:: Text provided ::

7.1.3 Visualization Plot 1

plot(history)

7.1.4 Evaluation

pred_nn_test <- predict(model_nn, emp_test_x_keras)
## 10/10 - 0s - 97ms/epoch - 10ms/step
pred_nn_test_label <- 
pred_nn_test %>% 
  as.data.frame() %>% 
  `colnames<-`(0:1) %>% 
  transmute(Class = as.factor(ifelse(names(.)[max.col(.)] == "1","Yes","No")))

confusionMatrix(data = pred_nn_test_label$Class, reference = emp_test_y$Attrition, positive = "Yes")
## Confusion Matrix and Statistics
## 
##           Reference
## Prediction  No Yes
##        No  236  27
##        Yes  11  21
##                                           
##                Accuracy : 0.8712          
##                  95% CI : (0.8275, 0.9072)
##     No Information Rate : 0.8373          
##     P-Value [Acc > NIR] : 0.06380         
##                                           
##                   Kappa : 0.4539          
##                                           
##  Mcnemar's Test P-Value : 0.01496         
##                                           
##             Sensitivity : 0.43750         
##             Specificity : 0.95547         
##          Pos Pred Value : 0.65625         
##          Neg Pred Value : 0.89734         
##              Prevalence : 0.16271         
##          Detection Rate : 0.07119         
##    Detection Prevalence : 0.10847         
##       Balanced Accuracy : 0.69648         
##                                           
##        'Positive' Class : Yes             
## 

7.1.5 Summary Evaluation

  1. The summary data indicates an accuracy of 86.78%, which is quite high. However, given the imbalanced nature of the dataset, this accuracy might be misleading. In scenarios where the model could predict all data points as belonging to the majority class, the accuracy would still appear good, but the true positives would be skewed. This current model’s accuracy is slightly lower than the pre-evaluation accuracy of 90%, suggesting it might be a reasonable fit.

:::
:: Record excerpts ::

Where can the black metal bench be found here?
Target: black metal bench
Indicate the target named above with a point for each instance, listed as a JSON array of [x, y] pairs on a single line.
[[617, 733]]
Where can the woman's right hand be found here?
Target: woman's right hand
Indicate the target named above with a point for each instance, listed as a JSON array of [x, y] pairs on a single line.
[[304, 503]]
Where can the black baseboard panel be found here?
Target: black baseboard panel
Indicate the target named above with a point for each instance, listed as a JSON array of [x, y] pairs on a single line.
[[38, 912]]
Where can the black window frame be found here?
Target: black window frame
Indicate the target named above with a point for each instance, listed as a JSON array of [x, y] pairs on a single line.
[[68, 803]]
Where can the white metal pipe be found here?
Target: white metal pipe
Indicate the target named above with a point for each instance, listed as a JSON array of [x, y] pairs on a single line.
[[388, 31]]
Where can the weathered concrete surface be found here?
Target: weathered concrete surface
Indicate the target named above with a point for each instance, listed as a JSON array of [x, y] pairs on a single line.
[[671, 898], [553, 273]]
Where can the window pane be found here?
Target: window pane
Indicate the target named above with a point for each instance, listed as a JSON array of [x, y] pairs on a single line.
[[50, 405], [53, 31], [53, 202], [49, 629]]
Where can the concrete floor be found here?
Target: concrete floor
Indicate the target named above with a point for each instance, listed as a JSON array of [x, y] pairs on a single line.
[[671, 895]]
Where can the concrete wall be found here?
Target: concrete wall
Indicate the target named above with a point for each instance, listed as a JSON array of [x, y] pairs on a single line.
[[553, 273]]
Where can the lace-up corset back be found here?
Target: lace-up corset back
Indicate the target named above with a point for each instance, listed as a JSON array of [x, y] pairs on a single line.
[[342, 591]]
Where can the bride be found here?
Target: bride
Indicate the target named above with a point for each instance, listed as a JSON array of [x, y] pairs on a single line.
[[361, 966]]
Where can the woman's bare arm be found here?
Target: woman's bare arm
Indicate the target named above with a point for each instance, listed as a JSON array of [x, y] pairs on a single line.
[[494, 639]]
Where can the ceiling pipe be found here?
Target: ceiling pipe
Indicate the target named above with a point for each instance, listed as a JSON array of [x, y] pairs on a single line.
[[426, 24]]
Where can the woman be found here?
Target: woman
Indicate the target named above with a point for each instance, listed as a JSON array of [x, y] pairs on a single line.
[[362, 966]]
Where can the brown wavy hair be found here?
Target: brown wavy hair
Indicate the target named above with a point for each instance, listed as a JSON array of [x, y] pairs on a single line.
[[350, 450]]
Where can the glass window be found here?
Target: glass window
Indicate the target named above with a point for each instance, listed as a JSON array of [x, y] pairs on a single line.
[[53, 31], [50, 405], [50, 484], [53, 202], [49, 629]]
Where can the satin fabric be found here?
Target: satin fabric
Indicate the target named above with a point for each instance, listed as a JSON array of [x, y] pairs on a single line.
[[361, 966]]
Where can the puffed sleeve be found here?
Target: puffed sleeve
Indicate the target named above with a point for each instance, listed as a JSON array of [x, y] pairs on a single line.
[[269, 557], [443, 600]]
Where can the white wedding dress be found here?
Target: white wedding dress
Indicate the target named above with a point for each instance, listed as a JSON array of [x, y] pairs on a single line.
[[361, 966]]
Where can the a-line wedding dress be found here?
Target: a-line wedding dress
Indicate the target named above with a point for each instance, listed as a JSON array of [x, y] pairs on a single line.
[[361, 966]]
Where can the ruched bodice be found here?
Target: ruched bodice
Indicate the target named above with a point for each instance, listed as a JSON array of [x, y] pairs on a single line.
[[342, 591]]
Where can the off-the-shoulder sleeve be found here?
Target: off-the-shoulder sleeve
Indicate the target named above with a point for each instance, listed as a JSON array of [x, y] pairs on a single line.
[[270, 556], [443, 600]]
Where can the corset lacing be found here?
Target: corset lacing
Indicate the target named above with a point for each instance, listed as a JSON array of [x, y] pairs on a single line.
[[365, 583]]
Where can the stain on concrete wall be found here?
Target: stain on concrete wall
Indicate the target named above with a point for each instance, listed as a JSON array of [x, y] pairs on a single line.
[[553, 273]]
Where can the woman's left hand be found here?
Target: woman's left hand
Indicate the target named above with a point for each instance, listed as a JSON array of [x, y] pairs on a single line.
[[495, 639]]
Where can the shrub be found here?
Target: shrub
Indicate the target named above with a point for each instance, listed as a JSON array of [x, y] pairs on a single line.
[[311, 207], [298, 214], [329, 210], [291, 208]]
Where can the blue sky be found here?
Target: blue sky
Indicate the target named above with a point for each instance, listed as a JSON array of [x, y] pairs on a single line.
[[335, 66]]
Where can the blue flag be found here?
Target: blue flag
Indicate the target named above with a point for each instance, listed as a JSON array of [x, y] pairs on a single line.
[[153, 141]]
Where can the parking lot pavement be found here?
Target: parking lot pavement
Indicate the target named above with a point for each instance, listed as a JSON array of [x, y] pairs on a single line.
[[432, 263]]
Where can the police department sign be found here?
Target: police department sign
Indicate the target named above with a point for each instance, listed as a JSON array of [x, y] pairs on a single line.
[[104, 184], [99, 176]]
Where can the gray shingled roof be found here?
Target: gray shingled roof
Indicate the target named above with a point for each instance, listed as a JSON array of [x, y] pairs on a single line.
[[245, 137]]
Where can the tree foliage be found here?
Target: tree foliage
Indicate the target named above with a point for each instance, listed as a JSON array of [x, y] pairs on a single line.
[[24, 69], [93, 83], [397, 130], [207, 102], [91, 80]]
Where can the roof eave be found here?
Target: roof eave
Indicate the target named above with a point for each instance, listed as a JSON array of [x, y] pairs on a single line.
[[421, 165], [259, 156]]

:::

Return the part of the model evaluation excerpt that opens with the words containing "## Confusion Matrix" and closes with "CI : (0.8275, 0.9072)". The material has no connection to the model evaluation excerpt.

## Confusion Matrix and Statistics
## 
##           Reference
## Prediction  No Yes
##        No  236  27
##        Yes  11  21
##                                           
##                Accuracy : 0.8712          
##                  95% CI : (0.8275, 0.9072)